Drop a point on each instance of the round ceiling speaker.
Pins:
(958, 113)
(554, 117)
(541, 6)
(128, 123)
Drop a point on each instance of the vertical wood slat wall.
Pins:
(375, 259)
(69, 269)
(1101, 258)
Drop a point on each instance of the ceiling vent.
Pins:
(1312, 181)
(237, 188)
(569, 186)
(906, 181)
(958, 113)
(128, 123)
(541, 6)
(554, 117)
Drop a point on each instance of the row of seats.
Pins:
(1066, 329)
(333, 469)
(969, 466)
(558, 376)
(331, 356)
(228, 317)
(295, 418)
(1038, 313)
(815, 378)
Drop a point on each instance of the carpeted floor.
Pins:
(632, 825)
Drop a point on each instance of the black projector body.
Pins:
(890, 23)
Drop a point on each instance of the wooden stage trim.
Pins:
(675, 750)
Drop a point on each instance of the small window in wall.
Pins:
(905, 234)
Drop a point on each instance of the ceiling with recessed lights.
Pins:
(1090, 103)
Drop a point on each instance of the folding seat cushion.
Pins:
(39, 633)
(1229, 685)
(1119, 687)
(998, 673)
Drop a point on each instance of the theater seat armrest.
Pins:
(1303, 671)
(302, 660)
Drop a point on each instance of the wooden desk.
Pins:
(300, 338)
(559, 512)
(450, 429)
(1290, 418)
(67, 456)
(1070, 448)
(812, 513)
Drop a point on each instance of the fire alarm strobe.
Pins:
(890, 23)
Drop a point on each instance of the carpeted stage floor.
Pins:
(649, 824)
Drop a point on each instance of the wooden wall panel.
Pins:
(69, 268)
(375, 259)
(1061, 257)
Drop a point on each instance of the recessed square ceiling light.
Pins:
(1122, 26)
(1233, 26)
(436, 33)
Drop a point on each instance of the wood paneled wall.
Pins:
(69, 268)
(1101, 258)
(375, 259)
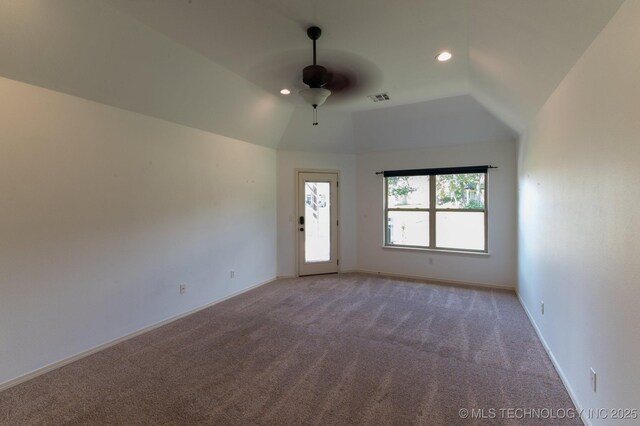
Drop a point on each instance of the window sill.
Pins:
(444, 251)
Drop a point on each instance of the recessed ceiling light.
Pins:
(444, 56)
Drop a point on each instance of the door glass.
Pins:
(317, 229)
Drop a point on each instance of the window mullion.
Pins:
(432, 211)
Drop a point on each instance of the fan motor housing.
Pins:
(315, 76)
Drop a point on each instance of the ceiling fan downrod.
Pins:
(316, 77)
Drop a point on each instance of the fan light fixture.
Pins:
(444, 56)
(316, 77)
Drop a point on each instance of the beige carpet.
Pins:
(348, 349)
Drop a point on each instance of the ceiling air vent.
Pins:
(380, 97)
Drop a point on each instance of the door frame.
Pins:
(296, 174)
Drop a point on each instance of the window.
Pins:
(441, 209)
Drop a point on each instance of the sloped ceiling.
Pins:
(219, 65)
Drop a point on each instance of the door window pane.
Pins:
(460, 230)
(317, 229)
(408, 192)
(408, 228)
(464, 191)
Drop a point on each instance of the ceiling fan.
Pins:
(347, 78)
(316, 77)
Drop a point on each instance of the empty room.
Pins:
(284, 212)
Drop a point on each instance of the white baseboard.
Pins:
(432, 280)
(42, 370)
(564, 379)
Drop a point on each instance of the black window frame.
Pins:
(433, 210)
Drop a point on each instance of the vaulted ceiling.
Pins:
(219, 65)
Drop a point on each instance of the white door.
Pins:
(317, 223)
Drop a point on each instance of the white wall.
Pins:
(105, 212)
(499, 268)
(92, 50)
(579, 233)
(288, 162)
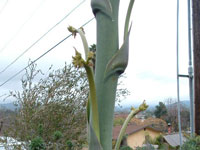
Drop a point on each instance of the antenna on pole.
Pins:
(190, 72)
(177, 54)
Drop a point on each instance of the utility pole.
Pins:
(196, 47)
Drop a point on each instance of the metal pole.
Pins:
(190, 72)
(178, 98)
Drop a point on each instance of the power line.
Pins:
(19, 30)
(42, 55)
(41, 38)
(4, 6)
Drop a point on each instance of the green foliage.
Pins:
(37, 144)
(125, 148)
(69, 145)
(57, 135)
(161, 110)
(119, 121)
(192, 144)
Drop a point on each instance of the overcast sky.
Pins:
(151, 73)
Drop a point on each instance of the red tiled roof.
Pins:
(131, 128)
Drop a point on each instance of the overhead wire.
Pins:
(22, 26)
(25, 51)
(42, 55)
(4, 6)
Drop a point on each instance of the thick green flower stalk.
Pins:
(111, 61)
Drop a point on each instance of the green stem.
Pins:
(84, 41)
(123, 129)
(107, 46)
(133, 112)
(93, 101)
(128, 15)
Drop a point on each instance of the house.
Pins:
(136, 134)
(174, 140)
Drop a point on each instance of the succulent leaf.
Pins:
(103, 6)
(119, 61)
(95, 145)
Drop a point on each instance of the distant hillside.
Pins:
(185, 103)
(9, 106)
(127, 108)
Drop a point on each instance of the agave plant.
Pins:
(111, 62)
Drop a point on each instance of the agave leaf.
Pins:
(128, 15)
(102, 5)
(94, 144)
(88, 110)
(133, 112)
(84, 41)
(119, 61)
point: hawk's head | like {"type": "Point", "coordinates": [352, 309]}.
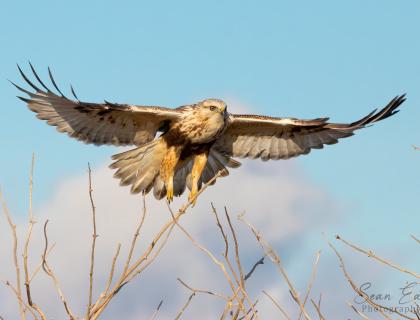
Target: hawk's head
{"type": "Point", "coordinates": [212, 108]}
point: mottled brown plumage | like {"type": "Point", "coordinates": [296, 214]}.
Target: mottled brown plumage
{"type": "Point", "coordinates": [196, 142]}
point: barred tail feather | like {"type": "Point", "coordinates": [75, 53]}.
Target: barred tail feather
{"type": "Point", "coordinates": [140, 167]}
{"type": "Point", "coordinates": [217, 163]}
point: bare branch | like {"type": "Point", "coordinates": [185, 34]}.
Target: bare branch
{"type": "Point", "coordinates": [19, 298]}
{"type": "Point", "coordinates": [311, 281]}
{"type": "Point", "coordinates": [370, 254]}
{"type": "Point", "coordinates": [269, 251]}
{"type": "Point", "coordinates": [50, 273]}
{"type": "Point", "coordinates": [361, 314]}
{"type": "Point", "coordinates": [363, 294]}
{"type": "Point", "coordinates": [153, 316]}
{"type": "Point", "coordinates": [135, 236]}
{"type": "Point", "coordinates": [137, 267]}
{"type": "Point", "coordinates": [15, 258]}
{"type": "Point", "coordinates": [94, 236]}
{"type": "Point", "coordinates": [212, 257]}
{"type": "Point", "coordinates": [318, 310]}
{"type": "Point", "coordinates": [415, 239]}
{"type": "Point", "coordinates": [282, 311]}
{"type": "Point", "coordinates": [185, 306]}
{"type": "Point", "coordinates": [254, 267]}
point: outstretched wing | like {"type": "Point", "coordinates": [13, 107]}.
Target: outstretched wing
{"type": "Point", "coordinates": [107, 123]}
{"type": "Point", "coordinates": [282, 138]}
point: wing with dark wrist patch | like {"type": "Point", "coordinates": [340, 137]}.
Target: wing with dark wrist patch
{"type": "Point", "coordinates": [107, 123]}
{"type": "Point", "coordinates": [249, 136]}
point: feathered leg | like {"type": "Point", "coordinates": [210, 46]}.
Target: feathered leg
{"type": "Point", "coordinates": [200, 162]}
{"type": "Point", "coordinates": [167, 170]}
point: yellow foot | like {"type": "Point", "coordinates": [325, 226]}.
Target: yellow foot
{"type": "Point", "coordinates": [193, 197]}
{"type": "Point", "coordinates": [170, 194]}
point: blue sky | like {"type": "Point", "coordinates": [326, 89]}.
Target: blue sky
{"type": "Point", "coordinates": [286, 58]}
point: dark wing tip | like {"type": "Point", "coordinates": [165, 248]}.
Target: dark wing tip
{"type": "Point", "coordinates": [54, 83]}
{"type": "Point", "coordinates": [389, 110]}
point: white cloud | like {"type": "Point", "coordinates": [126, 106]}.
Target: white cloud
{"type": "Point", "coordinates": [277, 197]}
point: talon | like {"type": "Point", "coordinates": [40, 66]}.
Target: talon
{"type": "Point", "coordinates": [170, 194]}
{"type": "Point", "coordinates": [193, 197]}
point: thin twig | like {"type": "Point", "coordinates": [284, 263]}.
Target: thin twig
{"type": "Point", "coordinates": [311, 281]}
{"type": "Point", "coordinates": [416, 239]}
{"type": "Point", "coordinates": [15, 258]}
{"type": "Point", "coordinates": [274, 257]}
{"type": "Point", "coordinates": [195, 290]}
{"type": "Point", "coordinates": [363, 294]}
{"type": "Point", "coordinates": [361, 314]}
{"type": "Point", "coordinates": [136, 267]}
{"type": "Point", "coordinates": [94, 236]}
{"type": "Point", "coordinates": [31, 223]}
{"type": "Point", "coordinates": [318, 310]}
{"type": "Point", "coordinates": [282, 311]}
{"type": "Point", "coordinates": [19, 298]}
{"type": "Point", "coordinates": [51, 274]}
{"type": "Point", "coordinates": [153, 316]}
{"type": "Point", "coordinates": [212, 257]}
{"type": "Point", "coordinates": [254, 267]}
{"type": "Point", "coordinates": [135, 236]}
{"type": "Point", "coordinates": [370, 254]}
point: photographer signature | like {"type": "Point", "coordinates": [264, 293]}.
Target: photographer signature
{"type": "Point", "coordinates": [410, 293]}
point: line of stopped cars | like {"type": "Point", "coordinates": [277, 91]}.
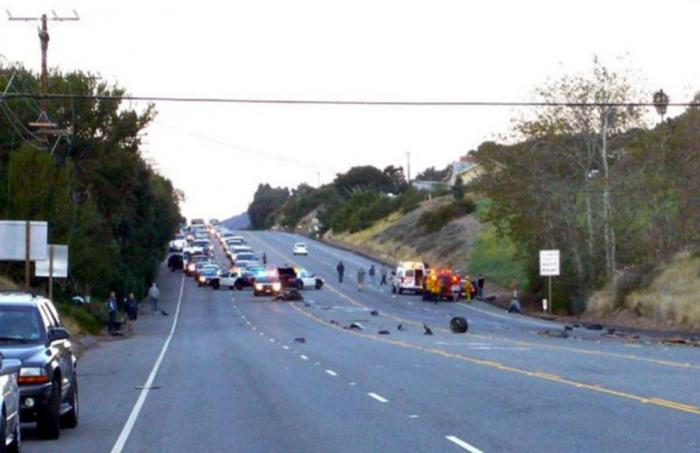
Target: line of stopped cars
{"type": "Point", "coordinates": [193, 252]}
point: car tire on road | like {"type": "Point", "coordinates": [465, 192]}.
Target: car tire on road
{"type": "Point", "coordinates": [48, 422]}
{"type": "Point", "coordinates": [70, 418]}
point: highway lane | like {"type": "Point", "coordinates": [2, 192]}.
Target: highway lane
{"type": "Point", "coordinates": [234, 379]}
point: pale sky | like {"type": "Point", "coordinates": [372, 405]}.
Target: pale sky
{"type": "Point", "coordinates": [494, 50]}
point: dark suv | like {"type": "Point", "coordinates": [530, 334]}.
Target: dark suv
{"type": "Point", "coordinates": [31, 331]}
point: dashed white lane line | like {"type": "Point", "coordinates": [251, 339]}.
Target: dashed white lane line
{"type": "Point", "coordinates": [459, 442]}
{"type": "Point", "coordinates": [379, 398]}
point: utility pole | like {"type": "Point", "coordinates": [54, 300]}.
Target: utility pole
{"type": "Point", "coordinates": [43, 120]}
{"type": "Point", "coordinates": [408, 167]}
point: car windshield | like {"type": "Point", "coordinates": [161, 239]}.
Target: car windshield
{"type": "Point", "coordinates": [20, 325]}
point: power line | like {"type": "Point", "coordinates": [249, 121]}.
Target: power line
{"type": "Point", "coordinates": [223, 100]}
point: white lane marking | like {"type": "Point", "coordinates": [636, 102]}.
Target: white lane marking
{"type": "Point", "coordinates": [379, 398]}
{"type": "Point", "coordinates": [459, 442]}
{"type": "Point", "coordinates": [133, 416]}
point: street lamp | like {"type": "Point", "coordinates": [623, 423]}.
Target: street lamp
{"type": "Point", "coordinates": [661, 103]}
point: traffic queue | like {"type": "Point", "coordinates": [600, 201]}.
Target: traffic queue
{"type": "Point", "coordinates": [192, 251]}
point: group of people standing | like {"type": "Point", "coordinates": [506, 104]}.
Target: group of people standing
{"type": "Point", "coordinates": [475, 288]}
{"type": "Point", "coordinates": [130, 308]}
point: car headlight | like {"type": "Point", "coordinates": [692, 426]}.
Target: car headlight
{"type": "Point", "coordinates": [33, 375]}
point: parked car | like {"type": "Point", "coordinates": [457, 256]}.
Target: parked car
{"type": "Point", "coordinates": [10, 421]}
{"type": "Point", "coordinates": [31, 331]}
{"type": "Point", "coordinates": [306, 280]}
{"type": "Point", "coordinates": [300, 248]}
{"type": "Point", "coordinates": [267, 285]}
{"type": "Point", "coordinates": [176, 262]}
{"type": "Point", "coordinates": [209, 276]}
{"type": "Point", "coordinates": [287, 276]}
{"type": "Point", "coordinates": [408, 277]}
{"type": "Point", "coordinates": [237, 279]}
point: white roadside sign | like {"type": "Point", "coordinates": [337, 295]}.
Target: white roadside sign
{"type": "Point", "coordinates": [13, 234]}
{"type": "Point", "coordinates": [60, 263]}
{"type": "Point", "coordinates": [549, 263]}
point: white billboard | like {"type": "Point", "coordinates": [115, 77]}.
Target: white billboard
{"type": "Point", "coordinates": [60, 263]}
{"type": "Point", "coordinates": [13, 236]}
{"type": "Point", "coordinates": [549, 263]}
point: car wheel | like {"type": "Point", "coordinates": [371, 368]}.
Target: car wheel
{"type": "Point", "coordinates": [16, 445]}
{"type": "Point", "coordinates": [48, 415]}
{"type": "Point", "coordinates": [70, 418]}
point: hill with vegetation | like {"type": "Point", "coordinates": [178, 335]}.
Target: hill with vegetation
{"type": "Point", "coordinates": [91, 183]}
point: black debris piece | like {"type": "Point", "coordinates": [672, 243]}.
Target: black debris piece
{"type": "Point", "coordinates": [459, 324]}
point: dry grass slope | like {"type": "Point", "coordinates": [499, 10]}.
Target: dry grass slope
{"type": "Point", "coordinates": [672, 299]}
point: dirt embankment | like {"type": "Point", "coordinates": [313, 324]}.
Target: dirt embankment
{"type": "Point", "coordinates": [397, 238]}
{"type": "Point", "coordinates": [669, 298]}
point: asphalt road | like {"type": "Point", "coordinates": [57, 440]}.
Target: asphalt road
{"type": "Point", "coordinates": [233, 378]}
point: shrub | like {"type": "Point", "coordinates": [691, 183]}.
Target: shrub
{"type": "Point", "coordinates": [434, 220]}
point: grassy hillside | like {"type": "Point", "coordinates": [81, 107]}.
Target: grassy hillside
{"type": "Point", "coordinates": [466, 244]}
{"type": "Point", "coordinates": [666, 296]}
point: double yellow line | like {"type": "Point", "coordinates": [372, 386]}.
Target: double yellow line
{"type": "Point", "coordinates": [687, 408]}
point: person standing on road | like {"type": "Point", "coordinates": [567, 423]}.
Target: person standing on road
{"type": "Point", "coordinates": [360, 278]}
{"type": "Point", "coordinates": [480, 282]}
{"type": "Point", "coordinates": [341, 271]}
{"type": "Point", "coordinates": [153, 295]}
{"type": "Point", "coordinates": [131, 312]}
{"type": "Point", "coordinates": [112, 309]}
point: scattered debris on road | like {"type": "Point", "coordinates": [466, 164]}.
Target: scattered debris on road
{"type": "Point", "coordinates": [459, 324]}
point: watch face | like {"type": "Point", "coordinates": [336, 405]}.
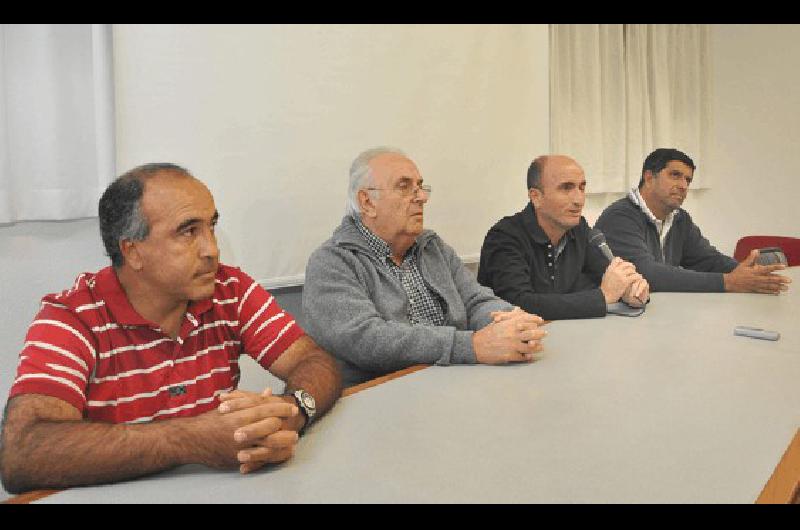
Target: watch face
{"type": "Point", "coordinates": [308, 400]}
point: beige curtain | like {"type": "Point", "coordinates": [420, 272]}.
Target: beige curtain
{"type": "Point", "coordinates": [620, 91]}
{"type": "Point", "coordinates": [56, 120]}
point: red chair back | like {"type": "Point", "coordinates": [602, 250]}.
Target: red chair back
{"type": "Point", "coordinates": [789, 245]}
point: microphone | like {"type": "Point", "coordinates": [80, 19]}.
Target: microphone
{"type": "Point", "coordinates": [597, 239]}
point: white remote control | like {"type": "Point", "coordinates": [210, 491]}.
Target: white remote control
{"type": "Point", "coordinates": [756, 333]}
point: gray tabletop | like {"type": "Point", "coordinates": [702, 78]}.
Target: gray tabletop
{"type": "Point", "coordinates": [666, 407]}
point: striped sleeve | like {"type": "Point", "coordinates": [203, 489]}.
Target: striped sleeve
{"type": "Point", "coordinates": [266, 329]}
{"type": "Point", "coordinates": [57, 358]}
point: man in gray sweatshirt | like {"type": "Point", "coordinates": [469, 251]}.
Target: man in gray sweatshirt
{"type": "Point", "coordinates": [383, 293]}
{"type": "Point", "coordinates": [650, 229]}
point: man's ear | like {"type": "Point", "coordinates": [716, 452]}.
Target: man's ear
{"type": "Point", "coordinates": [366, 204]}
{"type": "Point", "coordinates": [649, 176]}
{"type": "Point", "coordinates": [131, 254]}
{"type": "Point", "coordinates": [535, 196]}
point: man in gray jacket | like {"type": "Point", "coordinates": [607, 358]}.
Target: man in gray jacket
{"type": "Point", "coordinates": [383, 294]}
{"type": "Point", "coordinates": [650, 229]}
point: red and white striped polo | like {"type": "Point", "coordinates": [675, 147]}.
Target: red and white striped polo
{"type": "Point", "coordinates": [89, 347]}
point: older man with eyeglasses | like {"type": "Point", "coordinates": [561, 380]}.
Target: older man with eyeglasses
{"type": "Point", "coordinates": [383, 293]}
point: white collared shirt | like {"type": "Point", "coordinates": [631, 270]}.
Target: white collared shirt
{"type": "Point", "coordinates": [661, 226]}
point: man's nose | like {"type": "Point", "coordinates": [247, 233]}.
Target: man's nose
{"type": "Point", "coordinates": [208, 246]}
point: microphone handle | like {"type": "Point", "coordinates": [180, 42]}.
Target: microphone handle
{"type": "Point", "coordinates": [606, 251]}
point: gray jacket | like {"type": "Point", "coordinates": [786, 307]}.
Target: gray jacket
{"type": "Point", "coordinates": [356, 309]}
{"type": "Point", "coordinates": [687, 263]}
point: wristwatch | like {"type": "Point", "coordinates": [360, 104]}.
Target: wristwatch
{"type": "Point", "coordinates": [307, 404]}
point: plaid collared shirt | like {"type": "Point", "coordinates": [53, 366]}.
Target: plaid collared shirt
{"type": "Point", "coordinates": [424, 305]}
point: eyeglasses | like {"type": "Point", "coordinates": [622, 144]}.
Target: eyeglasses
{"type": "Point", "coordinates": [405, 189]}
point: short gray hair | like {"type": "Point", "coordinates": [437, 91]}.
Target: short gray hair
{"type": "Point", "coordinates": [361, 175]}
{"type": "Point", "coordinates": [120, 207]}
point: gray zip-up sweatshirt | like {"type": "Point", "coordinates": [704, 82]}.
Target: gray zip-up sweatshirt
{"type": "Point", "coordinates": [688, 261]}
{"type": "Point", "coordinates": [356, 309]}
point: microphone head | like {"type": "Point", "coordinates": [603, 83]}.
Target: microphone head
{"type": "Point", "coordinates": [596, 237]}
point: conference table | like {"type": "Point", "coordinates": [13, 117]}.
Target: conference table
{"type": "Point", "coordinates": [666, 407]}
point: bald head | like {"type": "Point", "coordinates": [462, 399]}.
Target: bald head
{"type": "Point", "coordinates": [546, 164]}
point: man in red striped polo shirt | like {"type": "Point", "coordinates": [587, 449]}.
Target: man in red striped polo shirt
{"type": "Point", "coordinates": [135, 368]}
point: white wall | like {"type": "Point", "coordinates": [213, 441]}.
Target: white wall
{"type": "Point", "coordinates": [756, 159]}
{"type": "Point", "coordinates": [757, 135]}
{"type": "Point", "coordinates": [271, 116]}
{"type": "Point", "coordinates": [756, 190]}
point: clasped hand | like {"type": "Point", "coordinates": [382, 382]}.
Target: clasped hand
{"type": "Point", "coordinates": [513, 336]}
{"type": "Point", "coordinates": [264, 435]}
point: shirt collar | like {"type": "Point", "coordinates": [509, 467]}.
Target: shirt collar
{"type": "Point", "coordinates": [111, 292]}
{"type": "Point", "coordinates": [380, 247]}
{"type": "Point", "coordinates": [636, 197]}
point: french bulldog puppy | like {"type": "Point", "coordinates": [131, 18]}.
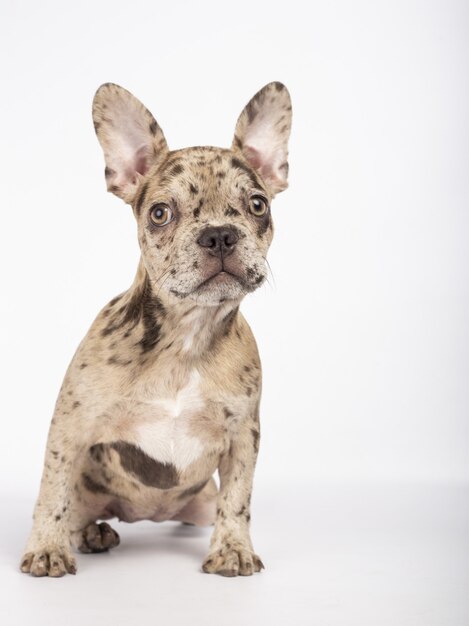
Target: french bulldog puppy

———

= WHAT IS BEING ASKED =
Each line of the entries above that has the word "floor" is to be copied.

= RESPONSE BELOW =
Drop a point on each instance of the carpeted floor.
Drop a point on each instance of the carpeted stage floor.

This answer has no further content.